What is needed: Copy the part of the project overview that begins at the words "This book winds" and stops after "data science realm.", substituting "Predictive Modeling" for "Statistical Modeling".

>> start Page text

The general analytics pipeline moves on to Cleaning, Converting, and Normalizing. There are eight projects that tackle these closely-related problems.
The useful results begin with Presenting Summaries. There’s a lot of variability here, so we’ll only present two project ideas. In many cases, you will want to provide their own, unique solutions to presenting the data they’ve gathered.
This book winds up with two small projects covering some basics of Statistical Modeling. In some organizations, this may be the start of more sophisticated data science and machine learning applications. We encourage you to continue your study of Python applications in the data science realm.

The first part has two preliminary chapters to help define what the deliverables are and what the broad sweep of the projects will include. Chapter 1, Project Zero: A Template for Other Projects is a baseline project. The functionality is a “Hello, World!” application. However, the additional infrastructure of unit tests, acceptance tests, and the use of a tool like tox or nox to execute the tests is the focus.

The next chapter, Chapter 2, Overview of the Projects, shows the general approach this book will follow. This will present the flow of data from acquisition through cleaning to analysis and reporting. This chapter decomposes the large problem of “data analytics” into a number of smaller problems that can be solved in isolation.

>> end Page text
>> start Information provided

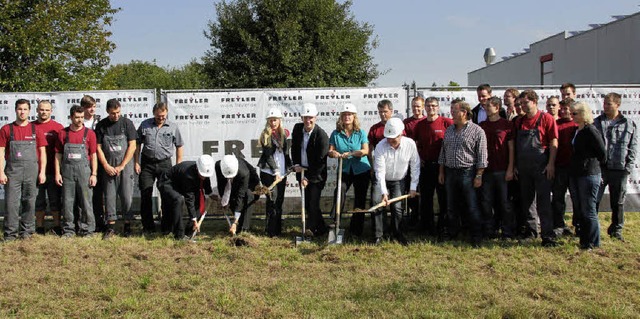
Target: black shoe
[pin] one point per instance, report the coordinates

>> end Information provided

Written answer:
This book winds up with two small projects covering some basics of Predictive Modeling. In some organizations, this may be the start of more sophisticated data science and machine learning applications. We encourage you to continue your study of Python applications in the data science realm.